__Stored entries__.
⁂

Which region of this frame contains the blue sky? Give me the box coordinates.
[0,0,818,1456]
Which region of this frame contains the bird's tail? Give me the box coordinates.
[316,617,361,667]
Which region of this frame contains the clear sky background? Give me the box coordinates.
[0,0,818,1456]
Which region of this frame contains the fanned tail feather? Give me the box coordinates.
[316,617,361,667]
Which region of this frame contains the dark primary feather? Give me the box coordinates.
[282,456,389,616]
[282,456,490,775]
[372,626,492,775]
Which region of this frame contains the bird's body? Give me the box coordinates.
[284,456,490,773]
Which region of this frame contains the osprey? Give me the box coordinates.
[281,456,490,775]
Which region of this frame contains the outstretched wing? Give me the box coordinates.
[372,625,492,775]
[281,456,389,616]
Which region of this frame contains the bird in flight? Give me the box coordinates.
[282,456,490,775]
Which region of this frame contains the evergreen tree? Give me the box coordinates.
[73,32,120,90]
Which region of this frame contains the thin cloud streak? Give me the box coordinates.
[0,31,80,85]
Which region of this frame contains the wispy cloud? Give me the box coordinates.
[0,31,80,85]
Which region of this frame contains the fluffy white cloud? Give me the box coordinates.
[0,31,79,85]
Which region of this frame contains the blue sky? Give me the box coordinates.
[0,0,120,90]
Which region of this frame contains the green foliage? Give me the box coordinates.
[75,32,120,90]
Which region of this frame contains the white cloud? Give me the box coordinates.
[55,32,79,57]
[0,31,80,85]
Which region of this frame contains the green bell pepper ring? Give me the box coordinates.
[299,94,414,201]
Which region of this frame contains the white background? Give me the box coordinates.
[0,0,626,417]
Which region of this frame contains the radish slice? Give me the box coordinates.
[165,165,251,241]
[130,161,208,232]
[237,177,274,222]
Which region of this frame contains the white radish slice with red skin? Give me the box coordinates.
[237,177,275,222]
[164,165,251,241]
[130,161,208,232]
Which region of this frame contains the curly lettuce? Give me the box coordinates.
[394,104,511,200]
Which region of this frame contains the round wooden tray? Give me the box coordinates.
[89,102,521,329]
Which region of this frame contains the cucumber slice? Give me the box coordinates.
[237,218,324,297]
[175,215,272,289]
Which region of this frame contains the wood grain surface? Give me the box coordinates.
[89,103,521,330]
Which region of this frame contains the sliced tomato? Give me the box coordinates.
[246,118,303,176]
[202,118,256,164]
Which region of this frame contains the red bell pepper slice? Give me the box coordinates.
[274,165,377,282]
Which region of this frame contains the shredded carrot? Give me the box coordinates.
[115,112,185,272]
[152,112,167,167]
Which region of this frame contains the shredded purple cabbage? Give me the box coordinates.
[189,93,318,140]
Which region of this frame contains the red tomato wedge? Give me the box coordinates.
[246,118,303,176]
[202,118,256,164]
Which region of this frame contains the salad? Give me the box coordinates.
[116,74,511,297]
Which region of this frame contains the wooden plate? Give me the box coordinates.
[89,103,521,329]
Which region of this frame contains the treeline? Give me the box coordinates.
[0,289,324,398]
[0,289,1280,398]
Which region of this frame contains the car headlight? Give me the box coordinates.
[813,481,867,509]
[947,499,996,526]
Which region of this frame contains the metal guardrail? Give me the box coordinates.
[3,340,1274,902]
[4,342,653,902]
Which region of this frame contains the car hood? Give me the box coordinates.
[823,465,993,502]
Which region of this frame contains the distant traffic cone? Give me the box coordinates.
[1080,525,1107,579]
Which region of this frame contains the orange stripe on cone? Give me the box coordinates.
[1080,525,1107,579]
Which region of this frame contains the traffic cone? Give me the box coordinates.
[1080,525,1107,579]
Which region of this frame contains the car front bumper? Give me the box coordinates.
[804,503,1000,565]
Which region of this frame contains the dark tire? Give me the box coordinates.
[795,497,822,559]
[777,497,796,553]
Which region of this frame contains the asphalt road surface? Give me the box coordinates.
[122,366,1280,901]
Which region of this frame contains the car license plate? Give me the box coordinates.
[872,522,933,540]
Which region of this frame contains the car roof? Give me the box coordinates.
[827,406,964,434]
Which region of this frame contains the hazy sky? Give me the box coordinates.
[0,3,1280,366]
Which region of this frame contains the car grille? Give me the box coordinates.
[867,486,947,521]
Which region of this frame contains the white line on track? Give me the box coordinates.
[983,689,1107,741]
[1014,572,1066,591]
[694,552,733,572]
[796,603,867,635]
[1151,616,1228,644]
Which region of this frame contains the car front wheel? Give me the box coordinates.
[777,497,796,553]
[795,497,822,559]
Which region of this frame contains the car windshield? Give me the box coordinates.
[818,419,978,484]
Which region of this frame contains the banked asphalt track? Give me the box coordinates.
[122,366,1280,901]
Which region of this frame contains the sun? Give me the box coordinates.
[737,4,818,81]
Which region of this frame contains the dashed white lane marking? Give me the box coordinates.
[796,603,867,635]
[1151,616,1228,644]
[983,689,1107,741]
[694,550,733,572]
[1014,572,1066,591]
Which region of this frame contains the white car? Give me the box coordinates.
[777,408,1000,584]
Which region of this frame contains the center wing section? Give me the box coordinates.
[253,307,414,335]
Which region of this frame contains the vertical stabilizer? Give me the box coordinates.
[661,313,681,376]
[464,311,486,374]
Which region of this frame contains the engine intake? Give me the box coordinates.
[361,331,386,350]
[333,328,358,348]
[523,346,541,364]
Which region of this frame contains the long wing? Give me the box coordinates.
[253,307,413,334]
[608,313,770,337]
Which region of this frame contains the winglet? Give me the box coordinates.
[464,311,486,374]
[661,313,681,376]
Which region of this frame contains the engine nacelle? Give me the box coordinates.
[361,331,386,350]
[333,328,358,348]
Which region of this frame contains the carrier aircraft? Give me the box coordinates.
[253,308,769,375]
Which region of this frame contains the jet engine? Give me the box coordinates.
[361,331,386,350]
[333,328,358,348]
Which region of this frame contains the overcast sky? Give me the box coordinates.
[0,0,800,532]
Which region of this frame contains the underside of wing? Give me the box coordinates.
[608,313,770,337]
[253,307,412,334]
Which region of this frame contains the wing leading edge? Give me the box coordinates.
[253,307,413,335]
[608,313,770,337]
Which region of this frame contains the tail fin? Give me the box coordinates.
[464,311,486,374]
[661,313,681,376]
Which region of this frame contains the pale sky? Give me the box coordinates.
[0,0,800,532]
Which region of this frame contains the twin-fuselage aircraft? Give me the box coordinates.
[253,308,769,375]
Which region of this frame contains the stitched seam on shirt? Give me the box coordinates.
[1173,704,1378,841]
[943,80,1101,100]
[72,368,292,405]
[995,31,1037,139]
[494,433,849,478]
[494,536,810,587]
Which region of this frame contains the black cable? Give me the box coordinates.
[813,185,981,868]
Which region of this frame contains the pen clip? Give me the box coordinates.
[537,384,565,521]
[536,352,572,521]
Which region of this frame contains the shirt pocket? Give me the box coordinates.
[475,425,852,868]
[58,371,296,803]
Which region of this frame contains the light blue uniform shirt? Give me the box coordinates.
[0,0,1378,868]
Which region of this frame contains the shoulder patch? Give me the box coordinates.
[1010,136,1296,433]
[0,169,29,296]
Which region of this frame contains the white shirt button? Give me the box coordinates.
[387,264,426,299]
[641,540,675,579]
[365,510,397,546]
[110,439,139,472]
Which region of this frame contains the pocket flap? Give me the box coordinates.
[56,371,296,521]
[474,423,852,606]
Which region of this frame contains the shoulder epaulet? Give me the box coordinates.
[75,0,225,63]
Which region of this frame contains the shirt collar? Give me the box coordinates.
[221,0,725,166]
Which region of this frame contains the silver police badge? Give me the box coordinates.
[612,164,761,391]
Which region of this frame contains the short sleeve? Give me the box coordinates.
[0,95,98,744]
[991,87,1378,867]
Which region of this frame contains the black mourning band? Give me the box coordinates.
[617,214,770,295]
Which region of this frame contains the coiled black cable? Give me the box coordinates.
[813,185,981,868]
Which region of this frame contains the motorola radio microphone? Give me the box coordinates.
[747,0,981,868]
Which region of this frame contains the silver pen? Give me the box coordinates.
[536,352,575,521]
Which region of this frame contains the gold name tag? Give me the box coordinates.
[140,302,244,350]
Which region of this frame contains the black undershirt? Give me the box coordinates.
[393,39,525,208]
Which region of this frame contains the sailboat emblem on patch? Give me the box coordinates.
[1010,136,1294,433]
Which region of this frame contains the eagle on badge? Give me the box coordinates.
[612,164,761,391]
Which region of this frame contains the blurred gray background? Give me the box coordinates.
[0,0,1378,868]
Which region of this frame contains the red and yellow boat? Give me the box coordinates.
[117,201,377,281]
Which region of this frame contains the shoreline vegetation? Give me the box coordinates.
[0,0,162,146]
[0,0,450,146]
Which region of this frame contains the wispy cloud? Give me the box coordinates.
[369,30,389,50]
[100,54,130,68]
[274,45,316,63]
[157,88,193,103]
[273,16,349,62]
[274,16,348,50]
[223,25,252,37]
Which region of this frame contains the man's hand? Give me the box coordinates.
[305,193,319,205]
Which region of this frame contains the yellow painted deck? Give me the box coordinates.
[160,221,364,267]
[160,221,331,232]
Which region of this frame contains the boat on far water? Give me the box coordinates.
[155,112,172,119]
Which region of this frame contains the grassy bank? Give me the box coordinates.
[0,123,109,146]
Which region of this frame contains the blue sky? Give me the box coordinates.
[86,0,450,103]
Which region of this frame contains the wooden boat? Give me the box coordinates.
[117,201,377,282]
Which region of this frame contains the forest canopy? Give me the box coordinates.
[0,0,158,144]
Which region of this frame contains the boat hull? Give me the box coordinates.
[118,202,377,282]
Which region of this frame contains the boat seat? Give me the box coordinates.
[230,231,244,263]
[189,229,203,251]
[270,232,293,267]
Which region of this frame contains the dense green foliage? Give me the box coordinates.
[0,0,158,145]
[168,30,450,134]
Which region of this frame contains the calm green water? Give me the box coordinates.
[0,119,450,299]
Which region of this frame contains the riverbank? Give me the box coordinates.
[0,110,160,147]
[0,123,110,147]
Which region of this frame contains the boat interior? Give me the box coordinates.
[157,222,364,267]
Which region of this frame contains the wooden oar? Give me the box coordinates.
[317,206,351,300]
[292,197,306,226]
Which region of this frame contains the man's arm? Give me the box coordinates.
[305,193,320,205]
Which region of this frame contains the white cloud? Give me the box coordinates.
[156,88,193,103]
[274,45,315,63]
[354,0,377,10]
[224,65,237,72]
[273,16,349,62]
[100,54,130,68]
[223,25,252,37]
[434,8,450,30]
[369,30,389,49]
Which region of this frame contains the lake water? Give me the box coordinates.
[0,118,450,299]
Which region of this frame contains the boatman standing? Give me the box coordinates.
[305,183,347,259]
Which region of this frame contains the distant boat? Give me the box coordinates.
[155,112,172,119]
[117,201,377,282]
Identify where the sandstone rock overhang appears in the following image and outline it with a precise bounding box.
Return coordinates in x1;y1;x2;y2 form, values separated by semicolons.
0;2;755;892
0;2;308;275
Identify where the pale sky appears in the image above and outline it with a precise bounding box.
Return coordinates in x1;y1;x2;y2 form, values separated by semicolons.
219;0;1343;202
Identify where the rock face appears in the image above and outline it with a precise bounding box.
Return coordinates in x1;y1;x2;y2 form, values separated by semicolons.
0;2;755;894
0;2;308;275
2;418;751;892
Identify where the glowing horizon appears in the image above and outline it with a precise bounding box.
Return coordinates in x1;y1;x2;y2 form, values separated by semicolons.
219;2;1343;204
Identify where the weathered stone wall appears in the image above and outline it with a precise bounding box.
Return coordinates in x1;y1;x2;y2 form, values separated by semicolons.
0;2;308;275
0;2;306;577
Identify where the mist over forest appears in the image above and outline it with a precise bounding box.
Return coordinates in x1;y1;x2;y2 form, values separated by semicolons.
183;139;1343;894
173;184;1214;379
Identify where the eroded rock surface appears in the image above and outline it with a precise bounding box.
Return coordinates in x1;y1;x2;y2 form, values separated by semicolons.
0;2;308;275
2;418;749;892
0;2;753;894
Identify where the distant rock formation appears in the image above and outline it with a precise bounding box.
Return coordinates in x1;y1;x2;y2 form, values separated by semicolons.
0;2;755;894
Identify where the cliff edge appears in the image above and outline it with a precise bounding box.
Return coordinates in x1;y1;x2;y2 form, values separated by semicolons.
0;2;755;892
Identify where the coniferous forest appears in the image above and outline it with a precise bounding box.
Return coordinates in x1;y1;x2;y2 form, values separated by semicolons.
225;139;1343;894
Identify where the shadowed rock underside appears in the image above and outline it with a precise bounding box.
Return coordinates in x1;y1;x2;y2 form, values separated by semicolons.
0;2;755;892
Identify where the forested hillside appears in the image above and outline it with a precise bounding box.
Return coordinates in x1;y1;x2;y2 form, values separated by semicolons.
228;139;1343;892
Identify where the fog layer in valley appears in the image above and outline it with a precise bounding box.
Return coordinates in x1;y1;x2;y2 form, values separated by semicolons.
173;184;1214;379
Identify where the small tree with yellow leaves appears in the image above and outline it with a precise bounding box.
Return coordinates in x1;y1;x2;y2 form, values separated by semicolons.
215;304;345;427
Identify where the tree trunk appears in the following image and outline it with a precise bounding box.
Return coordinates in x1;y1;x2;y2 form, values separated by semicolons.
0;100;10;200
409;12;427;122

⁂

Edit everything from the line containing "Which region of this frame contains the wooden oar?" down to the line containing "[305,193,320,205]", putting "oar" in place of "wooden oar" and leaving every other character unchanged.

Which region of this frame contains the oar? Give me the box coordinates.
[317,206,351,300]
[292,197,306,226]
Which region of this frame contains the man's arm? Give me the box coordinates.
[305,193,320,205]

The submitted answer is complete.